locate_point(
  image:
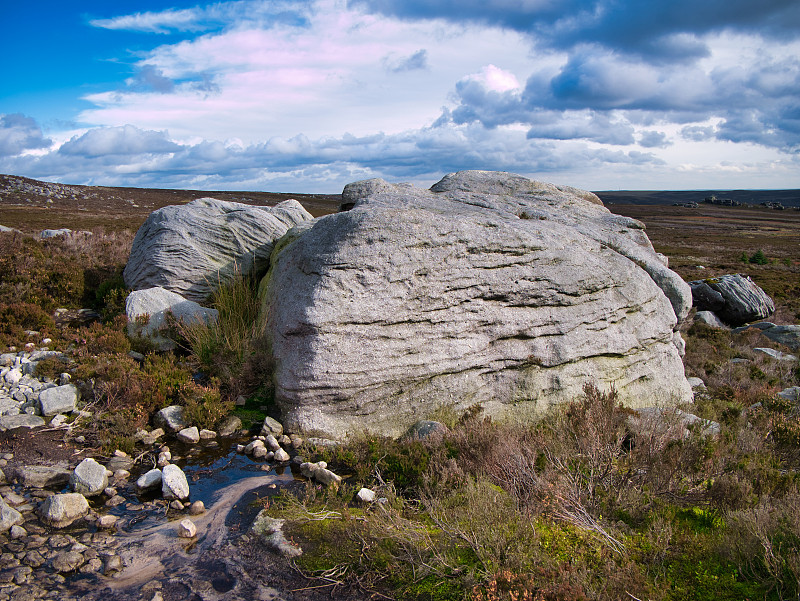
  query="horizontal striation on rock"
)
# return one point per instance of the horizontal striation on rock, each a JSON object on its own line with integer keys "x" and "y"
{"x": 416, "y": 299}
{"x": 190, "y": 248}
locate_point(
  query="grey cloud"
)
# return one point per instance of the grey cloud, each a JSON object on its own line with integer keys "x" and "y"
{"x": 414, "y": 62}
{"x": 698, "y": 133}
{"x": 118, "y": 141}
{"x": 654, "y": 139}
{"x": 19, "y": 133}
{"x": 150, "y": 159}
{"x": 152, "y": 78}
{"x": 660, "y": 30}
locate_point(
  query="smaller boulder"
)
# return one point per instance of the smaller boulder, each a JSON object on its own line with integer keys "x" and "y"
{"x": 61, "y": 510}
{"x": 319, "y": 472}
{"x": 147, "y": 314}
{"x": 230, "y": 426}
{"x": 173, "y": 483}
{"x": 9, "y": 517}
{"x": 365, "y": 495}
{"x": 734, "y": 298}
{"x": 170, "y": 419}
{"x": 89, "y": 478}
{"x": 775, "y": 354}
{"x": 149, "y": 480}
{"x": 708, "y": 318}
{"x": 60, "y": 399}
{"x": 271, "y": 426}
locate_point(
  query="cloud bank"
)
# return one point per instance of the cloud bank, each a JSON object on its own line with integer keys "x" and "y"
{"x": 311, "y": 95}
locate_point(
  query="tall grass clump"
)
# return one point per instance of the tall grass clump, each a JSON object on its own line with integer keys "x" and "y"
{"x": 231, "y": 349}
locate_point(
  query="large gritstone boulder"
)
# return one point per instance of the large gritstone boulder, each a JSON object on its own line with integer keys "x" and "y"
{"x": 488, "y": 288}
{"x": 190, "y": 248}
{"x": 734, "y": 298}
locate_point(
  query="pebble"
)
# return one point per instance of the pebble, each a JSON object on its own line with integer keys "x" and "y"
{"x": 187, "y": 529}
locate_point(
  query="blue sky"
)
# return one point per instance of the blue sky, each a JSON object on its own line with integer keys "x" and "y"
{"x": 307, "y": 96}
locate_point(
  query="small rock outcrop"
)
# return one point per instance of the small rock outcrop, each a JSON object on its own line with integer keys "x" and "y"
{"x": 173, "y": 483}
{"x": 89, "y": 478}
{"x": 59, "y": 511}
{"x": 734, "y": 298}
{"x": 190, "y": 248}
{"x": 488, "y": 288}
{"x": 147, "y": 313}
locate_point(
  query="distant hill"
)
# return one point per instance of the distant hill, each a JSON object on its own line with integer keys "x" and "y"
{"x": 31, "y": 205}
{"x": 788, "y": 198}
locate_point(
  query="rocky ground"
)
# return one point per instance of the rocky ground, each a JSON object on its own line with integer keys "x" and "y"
+ + + +
Task prompt: Your copy should hold each line above exactly and no pictures at all.

Answer to this exercise:
locate_point(
  image:
  query="horizontal striation on rock"
)
# return one point per instance of the horizontal striation on rock, each a JSON object on its own line with integer keys "x" and "y"
{"x": 416, "y": 299}
{"x": 190, "y": 248}
locate_point(
  query="grey cloud"
)
# return one point per instance of the grey cloud, each a JSON object on its own line with integer keys "x" and "y"
{"x": 414, "y": 62}
{"x": 698, "y": 133}
{"x": 118, "y": 141}
{"x": 654, "y": 139}
{"x": 19, "y": 133}
{"x": 150, "y": 159}
{"x": 152, "y": 78}
{"x": 660, "y": 30}
locate_point(
  query="smaller boulder"
)
# return one point per instance of the smaller boulder, each a JSON object on its own line with integer keys "x" and "y"
{"x": 61, "y": 510}
{"x": 319, "y": 472}
{"x": 147, "y": 314}
{"x": 230, "y": 426}
{"x": 173, "y": 483}
{"x": 9, "y": 517}
{"x": 365, "y": 495}
{"x": 734, "y": 298}
{"x": 170, "y": 419}
{"x": 89, "y": 478}
{"x": 775, "y": 354}
{"x": 149, "y": 480}
{"x": 708, "y": 318}
{"x": 60, "y": 399}
{"x": 271, "y": 426}
locate_point(
  query="cloud bank"
)
# return one point per instance of the cloud bank, each a JSON object on its own line with integer keys "x" and "y"
{"x": 311, "y": 95}
locate_point(
  query="tall grass clump"
)
# return one point per instance of the tall grass clump, each a JSON object on its own line with integer keys "x" and "y"
{"x": 231, "y": 349}
locate_point(
  query="large gritstone boulder"
)
# return one point per instance of the large gritstone boulder, each a JSON object on its own line with integer keys "x" and "y"
{"x": 488, "y": 288}
{"x": 190, "y": 248}
{"x": 734, "y": 298}
locate_point(
  query="pebble"
)
# return one point per instance of the pebble, each a JSON object on its own line with integer keys "x" and "y"
{"x": 187, "y": 529}
locate_point(
  query="blue sky"
)
# return one point per instance of the blue sky, each a JSON object on its own line with integer keys "x" and "y"
{"x": 307, "y": 96}
locate_point(
  query="small rock outcrop"
)
# return one point per instance of the small rock outcrop, each a JSON object on its own line with integer keys "x" and "y"
{"x": 173, "y": 483}
{"x": 89, "y": 478}
{"x": 59, "y": 511}
{"x": 734, "y": 298}
{"x": 190, "y": 248}
{"x": 488, "y": 288}
{"x": 147, "y": 313}
locate_point(
  query="distant hill"
)
# return one point per instance of the distant hill, each a JSON object on its own line with integer keys "x" and "y"
{"x": 31, "y": 205}
{"x": 788, "y": 198}
locate_point(
  query="rocky ground"
)
# return one point per instance of the rocky ground, each a JSON object on its own line with integer keys "x" and "y"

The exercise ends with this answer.